AVAILABLE RECORDS:
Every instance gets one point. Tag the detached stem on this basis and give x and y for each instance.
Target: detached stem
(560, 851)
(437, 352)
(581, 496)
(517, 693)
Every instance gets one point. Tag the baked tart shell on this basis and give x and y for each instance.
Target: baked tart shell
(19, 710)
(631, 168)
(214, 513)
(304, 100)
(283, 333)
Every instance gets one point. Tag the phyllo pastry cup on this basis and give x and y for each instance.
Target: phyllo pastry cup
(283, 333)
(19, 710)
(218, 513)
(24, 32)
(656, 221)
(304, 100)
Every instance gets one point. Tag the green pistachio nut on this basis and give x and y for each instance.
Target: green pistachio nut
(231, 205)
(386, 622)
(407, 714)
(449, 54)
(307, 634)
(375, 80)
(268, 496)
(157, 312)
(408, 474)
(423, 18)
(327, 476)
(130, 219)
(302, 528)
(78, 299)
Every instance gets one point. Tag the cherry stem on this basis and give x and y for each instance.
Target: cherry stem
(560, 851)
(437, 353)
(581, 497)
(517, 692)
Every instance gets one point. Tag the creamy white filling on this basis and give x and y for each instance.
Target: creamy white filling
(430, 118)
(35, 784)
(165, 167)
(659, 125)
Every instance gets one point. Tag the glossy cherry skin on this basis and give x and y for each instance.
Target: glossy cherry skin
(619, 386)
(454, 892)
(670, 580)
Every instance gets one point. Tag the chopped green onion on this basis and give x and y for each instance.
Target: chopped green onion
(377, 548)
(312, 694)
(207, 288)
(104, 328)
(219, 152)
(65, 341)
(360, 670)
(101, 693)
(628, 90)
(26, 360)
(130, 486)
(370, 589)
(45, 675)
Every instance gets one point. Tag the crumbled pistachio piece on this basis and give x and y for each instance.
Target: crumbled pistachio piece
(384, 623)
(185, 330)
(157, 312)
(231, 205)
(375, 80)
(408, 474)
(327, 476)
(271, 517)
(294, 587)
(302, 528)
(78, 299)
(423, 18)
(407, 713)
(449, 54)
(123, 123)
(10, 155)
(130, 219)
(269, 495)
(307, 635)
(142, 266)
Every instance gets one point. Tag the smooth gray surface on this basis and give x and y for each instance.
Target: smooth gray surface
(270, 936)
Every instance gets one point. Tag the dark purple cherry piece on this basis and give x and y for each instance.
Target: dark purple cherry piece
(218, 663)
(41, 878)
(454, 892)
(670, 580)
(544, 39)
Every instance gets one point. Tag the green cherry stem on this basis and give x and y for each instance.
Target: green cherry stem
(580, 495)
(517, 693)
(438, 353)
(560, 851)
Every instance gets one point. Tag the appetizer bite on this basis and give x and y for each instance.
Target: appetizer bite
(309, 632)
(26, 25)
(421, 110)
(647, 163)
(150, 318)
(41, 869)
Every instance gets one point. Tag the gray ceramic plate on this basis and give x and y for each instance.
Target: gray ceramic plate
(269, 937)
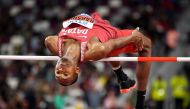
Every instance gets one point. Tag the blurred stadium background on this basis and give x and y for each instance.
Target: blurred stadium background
(24, 24)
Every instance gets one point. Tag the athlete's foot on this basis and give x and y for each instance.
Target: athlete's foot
(127, 85)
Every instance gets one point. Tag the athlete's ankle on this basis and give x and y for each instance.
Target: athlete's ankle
(121, 76)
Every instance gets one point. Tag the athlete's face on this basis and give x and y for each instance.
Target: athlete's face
(66, 71)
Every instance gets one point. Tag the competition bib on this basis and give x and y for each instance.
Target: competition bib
(82, 19)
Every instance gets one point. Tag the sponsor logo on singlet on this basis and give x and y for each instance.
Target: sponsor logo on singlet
(74, 31)
(82, 19)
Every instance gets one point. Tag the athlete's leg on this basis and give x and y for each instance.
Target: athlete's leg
(51, 44)
(143, 69)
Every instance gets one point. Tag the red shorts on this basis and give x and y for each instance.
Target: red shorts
(126, 49)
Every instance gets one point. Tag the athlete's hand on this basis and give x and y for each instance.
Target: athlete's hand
(137, 39)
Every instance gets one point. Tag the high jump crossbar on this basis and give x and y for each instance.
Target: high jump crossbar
(129, 59)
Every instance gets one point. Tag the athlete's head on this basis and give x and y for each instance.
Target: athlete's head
(66, 71)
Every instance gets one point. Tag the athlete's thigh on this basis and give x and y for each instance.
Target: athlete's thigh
(51, 42)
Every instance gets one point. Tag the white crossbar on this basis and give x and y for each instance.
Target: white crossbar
(131, 59)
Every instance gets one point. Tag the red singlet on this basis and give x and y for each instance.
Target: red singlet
(83, 27)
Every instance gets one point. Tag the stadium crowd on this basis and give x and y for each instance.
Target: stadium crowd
(24, 24)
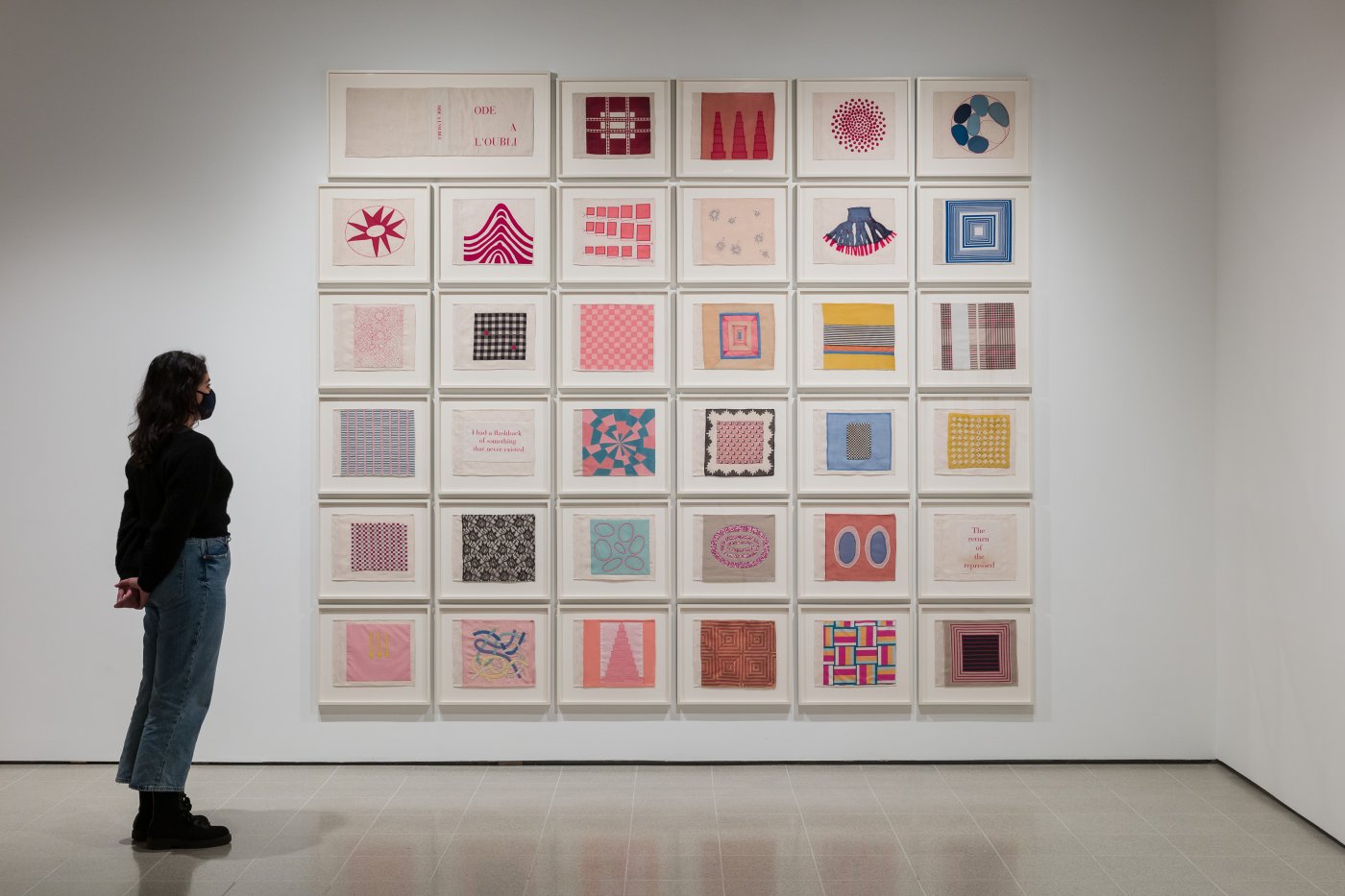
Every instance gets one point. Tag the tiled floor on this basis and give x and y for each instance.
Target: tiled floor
(693, 831)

TO BE DONE: Write out all of the items above again, swapping every "Tag" for "Mark" and keeping the rest the same. Leave out the pictures.

EXPECTED OUTPUT:
Every instance gets one point. Mark the detached stem on this basis and give x and y for each instance.
Target: detached stem
(560, 851)
(437, 352)
(581, 496)
(517, 693)
Every instance gets one point. Mark the baked tart shell on this basis and give x and y for each instance.
Target: baked tart shell
(19, 710)
(631, 168)
(214, 513)
(304, 100)
(283, 333)
Every instance gets one point. Mark the phyllo pastry cup on this basis and give x and y for each instance.
Target: phyllo pastry cup
(283, 333)
(19, 710)
(218, 513)
(24, 32)
(656, 221)
(304, 100)
Every instance gets one point. Mark the green pistachio nut on this basis and give x and y for each instance.
Target: green pistachio nut
(231, 205)
(386, 622)
(407, 714)
(449, 54)
(307, 634)
(375, 80)
(268, 496)
(157, 312)
(408, 474)
(423, 18)
(327, 476)
(130, 219)
(302, 528)
(78, 299)
Every instance gets one point. Mark the cherry stem on this basis and give x and y for each instance.
Target: cherry stem
(560, 851)
(437, 353)
(581, 497)
(517, 692)
Every instance gets one point. Mark the creamy white filling on this basis and give x and y for each instance.
Target: creamy white filling
(430, 118)
(35, 784)
(165, 167)
(659, 125)
Every instance gets one point. Mark the glossy cherry skin on this basis and give x and y for each instance.
Target: glossy cherry skin
(619, 386)
(454, 892)
(670, 580)
Every instance gets one point. Mark the chopped green onion on this basis and give x and y for each instance.
Target: chopped green onion
(377, 548)
(312, 694)
(207, 288)
(104, 328)
(219, 152)
(65, 341)
(360, 670)
(101, 693)
(628, 90)
(26, 360)
(130, 486)
(370, 589)
(45, 675)
Every instance gets one point. Mark the crumbled pistachio piece on this basis and give x and y for each instance.
Target: crumbled pistachio piece
(384, 623)
(185, 330)
(157, 312)
(231, 205)
(375, 80)
(408, 474)
(327, 476)
(271, 517)
(294, 587)
(302, 528)
(78, 299)
(423, 18)
(407, 713)
(449, 54)
(123, 123)
(10, 155)
(130, 219)
(269, 495)
(307, 635)
(142, 266)
Every instance gets one point. Mark the smooth gray surface on this basis and give x and y for each instance.
Target: smooth gray surface
(270, 936)
Every instance gets one point. Mark the dark purple cherry piece on this basis and give x and y for each instance.
Target: dark purple cherry piece
(218, 663)
(41, 878)
(454, 892)
(670, 580)
(544, 39)
Every instance gets one point. Mark the green cherry stem on this basis and give x and y for each instance.
Target: green cherry stem
(580, 495)
(517, 693)
(438, 353)
(560, 851)
Every instance gets one point. Mark the appetizer bite on this basis and give x and y for each instance.
Target: appetizer bite
(309, 632)
(26, 25)
(421, 110)
(647, 163)
(150, 318)
(41, 869)
Every instance gets one point. Mark the gray ceramic plate on this basis and give x and y for each instance.
Target: gray ceramic plate
(269, 937)
Every instance gets one point. Mark the blurred stadium background on this basis and give x and y for each instance.
Target: blurred stadium background
(24, 24)
Every instance gets one point. Mark the athlete's foot on this basis and give x and y for each instance.
Target: athlete's foot
(127, 85)
Every instance gets one point. Mark the athlete's ankle on this basis and give x and y for each instance.
Target: athlete's ankle
(121, 76)
Every instance gets one point. Mark the athlete's face on this basis and give x and y for each instance.
Target: athlete's face
(66, 71)
Every instance gets one point. Mark the competition bib on this basis and give x and y for each instance.
Target: competition bib
(82, 19)
Every instance gets one point. Mark the sponsor logo on singlet on this basis and give x and y for each instance.
Target: sponsor logo on singlet
(74, 31)
(82, 19)
Every instance gets one point. Mark the athlete's leg on this basis and give x and y for each instance.
Target: athlete's leg
(51, 44)
(143, 69)
Every instance gets one point. Mark the red shorts on this basis and give x and y for each instance.
Target: red shorts
(126, 49)
Every instance gets one point. Mark the athlete's hand on this basis and give x and y for each instance.
Target: athlete's hand
(137, 39)
Every instance gets one point. Mark the high jump crossbar on this basis and give x and y for each instance.
Target: high jump crossbar
(129, 59)
Every instance gets one point. Mark the athlete's head on this basis and give x and y for each instance.
Target: athlete's head
(66, 71)
Every instance gets one point. Mark the athlete's thigh on this basis and give x and y for each instance.
Target: athlete's thigh
(51, 42)
Every instance gets one point. Mark the white crossbar on this basis and give x and y for each instance.
Target: white crossbar
(131, 59)
Every instance gets one point. Mark the red singlet on this basis and give x and y for each instance.
Target: red singlet
(83, 27)
Every instance gets one point. Mark the stadium crowd on this basis and give x and y for each instance.
Target: stadium crowd
(24, 24)
Every instance gets one point. Mark the tiled floor on this basis and give x and y for each instance.
Target: tiled floor
(693, 831)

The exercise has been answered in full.